İşlenecek Kayıtlar:
^^^^^^^^^^^^^^^^
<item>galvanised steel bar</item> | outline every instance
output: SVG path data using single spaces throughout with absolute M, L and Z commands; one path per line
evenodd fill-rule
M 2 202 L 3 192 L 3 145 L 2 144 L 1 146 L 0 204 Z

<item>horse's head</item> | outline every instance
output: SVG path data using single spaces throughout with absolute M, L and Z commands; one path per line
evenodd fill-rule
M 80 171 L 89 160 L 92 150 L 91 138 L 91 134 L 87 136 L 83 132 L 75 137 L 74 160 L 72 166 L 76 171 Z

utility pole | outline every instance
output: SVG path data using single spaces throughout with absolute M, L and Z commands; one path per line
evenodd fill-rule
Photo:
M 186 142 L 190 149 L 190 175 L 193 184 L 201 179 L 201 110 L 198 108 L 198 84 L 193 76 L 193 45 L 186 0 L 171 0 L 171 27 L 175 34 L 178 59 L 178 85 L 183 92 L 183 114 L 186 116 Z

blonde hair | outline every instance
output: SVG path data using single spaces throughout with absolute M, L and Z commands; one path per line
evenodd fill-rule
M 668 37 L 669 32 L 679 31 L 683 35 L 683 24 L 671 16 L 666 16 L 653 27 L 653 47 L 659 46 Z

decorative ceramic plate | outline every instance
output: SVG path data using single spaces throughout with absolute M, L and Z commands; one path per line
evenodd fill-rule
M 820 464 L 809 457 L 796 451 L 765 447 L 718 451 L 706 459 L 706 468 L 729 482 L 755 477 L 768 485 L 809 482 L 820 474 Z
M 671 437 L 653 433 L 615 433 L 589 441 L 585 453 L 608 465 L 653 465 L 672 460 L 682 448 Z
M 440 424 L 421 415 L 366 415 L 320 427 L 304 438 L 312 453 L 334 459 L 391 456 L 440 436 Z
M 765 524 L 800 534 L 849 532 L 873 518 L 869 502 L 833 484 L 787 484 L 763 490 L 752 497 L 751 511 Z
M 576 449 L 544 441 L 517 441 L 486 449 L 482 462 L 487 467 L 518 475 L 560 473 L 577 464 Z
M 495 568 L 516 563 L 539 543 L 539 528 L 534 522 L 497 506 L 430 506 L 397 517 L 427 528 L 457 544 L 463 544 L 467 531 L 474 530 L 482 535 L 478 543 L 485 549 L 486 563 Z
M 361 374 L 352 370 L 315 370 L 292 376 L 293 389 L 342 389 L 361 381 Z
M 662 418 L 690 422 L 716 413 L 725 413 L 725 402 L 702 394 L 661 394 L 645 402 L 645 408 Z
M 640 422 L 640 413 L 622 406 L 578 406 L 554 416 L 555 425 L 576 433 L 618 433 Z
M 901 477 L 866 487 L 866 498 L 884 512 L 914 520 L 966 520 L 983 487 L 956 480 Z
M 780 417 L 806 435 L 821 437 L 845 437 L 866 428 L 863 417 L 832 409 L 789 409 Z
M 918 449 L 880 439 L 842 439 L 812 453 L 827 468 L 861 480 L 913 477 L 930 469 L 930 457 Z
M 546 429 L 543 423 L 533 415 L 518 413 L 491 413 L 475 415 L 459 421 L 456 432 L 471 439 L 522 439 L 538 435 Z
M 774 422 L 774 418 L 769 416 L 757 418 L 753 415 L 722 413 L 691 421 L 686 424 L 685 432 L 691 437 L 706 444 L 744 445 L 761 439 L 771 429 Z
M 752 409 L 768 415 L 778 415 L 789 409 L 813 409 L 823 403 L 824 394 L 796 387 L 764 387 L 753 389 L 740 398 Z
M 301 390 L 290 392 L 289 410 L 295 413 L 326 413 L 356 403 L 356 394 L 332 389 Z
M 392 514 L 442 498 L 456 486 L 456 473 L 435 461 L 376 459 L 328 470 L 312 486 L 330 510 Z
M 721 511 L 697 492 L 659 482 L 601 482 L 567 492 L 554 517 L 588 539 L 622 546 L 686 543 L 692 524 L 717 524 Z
^^^^^^^^^^^^^^^^
Yukarıdaki kayıtlarda yer alan bütün satırları, hiçbir karakterini değiştirmeden yeniden yazınız.

<item>galvanised steel bar</item> | outline every instance
output: SVG path data using single spaces throughout with absolute M, L and Z commands; one path per line
evenodd fill-rule
M 2 202 L 3 192 L 3 145 L 2 144 L 1 146 L 0 204 Z

<item>horse's head</item> | outline every instance
output: SVG path data using single spaces throughout with absolute M, L and Z commands; one path per line
evenodd fill-rule
M 80 171 L 89 160 L 92 150 L 91 138 L 91 134 L 87 136 L 83 132 L 75 137 L 74 160 L 72 166 L 76 171 Z

utility pole | outline every instance
output: SVG path data using single spaces throughout with absolute M, L and Z commands; one path per line
evenodd fill-rule
Photo:
M 186 142 L 190 149 L 190 175 L 193 184 L 201 179 L 201 110 L 198 108 L 198 84 L 193 76 L 193 45 L 186 0 L 171 0 L 171 27 L 175 34 L 178 59 L 178 85 L 183 92 L 183 114 L 186 116 Z

blonde hair | outline every instance
output: SVG path data using single spaces throughout with absolute M, L and Z commands; one path per line
evenodd fill-rule
M 668 37 L 669 32 L 679 31 L 683 35 L 683 24 L 671 16 L 666 16 L 653 27 L 653 47 L 659 46 Z

decorative ceramic plate | outline every instance
output: SVG path data using single spaces throughout with absolute M, L and Z commands; one path per line
evenodd fill-rule
M 820 464 L 809 457 L 796 451 L 765 447 L 718 451 L 706 459 L 706 468 L 729 482 L 755 477 L 768 485 L 809 482 L 820 474 Z
M 671 437 L 653 433 L 615 433 L 589 441 L 585 453 L 608 465 L 653 465 L 672 460 L 682 448 Z
M 440 424 L 421 415 L 366 415 L 320 427 L 304 438 L 312 453 L 334 459 L 391 456 L 440 436 Z
M 765 524 L 800 534 L 849 532 L 873 518 L 869 502 L 833 484 L 787 484 L 763 490 L 752 497 L 751 511 Z
M 576 449 L 544 441 L 517 441 L 486 449 L 482 462 L 487 467 L 518 475 L 560 473 L 577 464 Z
M 495 568 L 516 563 L 539 543 L 539 528 L 534 522 L 497 506 L 430 506 L 397 517 L 427 528 L 457 544 L 463 544 L 467 531 L 474 530 L 482 535 L 478 543 L 485 549 L 486 563 Z
M 361 374 L 352 370 L 315 370 L 292 376 L 293 389 L 342 389 L 361 381 Z
M 662 418 L 690 422 L 716 413 L 725 413 L 725 402 L 702 394 L 661 394 L 645 402 L 645 408 Z
M 640 422 L 640 413 L 622 406 L 578 406 L 554 416 L 555 425 L 576 433 L 618 433 Z
M 901 477 L 866 487 L 866 498 L 884 512 L 914 520 L 966 520 L 983 487 L 956 480 Z
M 780 417 L 806 435 L 821 437 L 845 437 L 866 428 L 863 417 L 832 409 L 789 409 Z
M 918 449 L 880 439 L 842 439 L 812 453 L 827 468 L 861 480 L 913 477 L 930 469 L 930 457 Z
M 546 429 L 543 423 L 533 415 L 518 413 L 491 413 L 475 415 L 459 421 L 456 432 L 471 439 L 522 439 L 538 435 Z
M 774 422 L 774 418 L 769 416 L 757 418 L 753 415 L 722 413 L 691 421 L 686 424 L 685 432 L 691 437 L 706 444 L 744 445 L 761 439 L 771 429 Z
M 752 409 L 768 415 L 778 415 L 789 409 L 813 409 L 823 403 L 824 394 L 796 387 L 764 387 L 753 389 L 740 398 Z
M 301 390 L 290 392 L 289 410 L 295 413 L 326 413 L 356 403 L 356 394 L 332 389 Z
M 392 514 L 442 498 L 456 486 L 456 473 L 435 461 L 376 459 L 328 470 L 312 486 L 330 510 Z
M 721 511 L 697 492 L 659 482 L 601 482 L 567 492 L 554 517 L 588 539 L 622 546 L 686 543 L 692 524 L 717 524 Z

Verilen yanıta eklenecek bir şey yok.